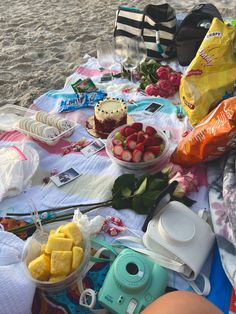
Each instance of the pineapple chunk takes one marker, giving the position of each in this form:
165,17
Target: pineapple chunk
57,278
59,229
59,235
58,244
40,267
72,231
42,250
77,256
61,262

**PROBLEM STATEMENT:** Retype the entries word for word. Omit any images.

**RESULT OF THE TASK:**
Each instance of the pineapple chunk takes one marker, giving the position of each in this form:
165,17
Target: pineapple chunk
57,278
59,229
59,235
58,244
40,267
72,231
42,250
77,256
61,262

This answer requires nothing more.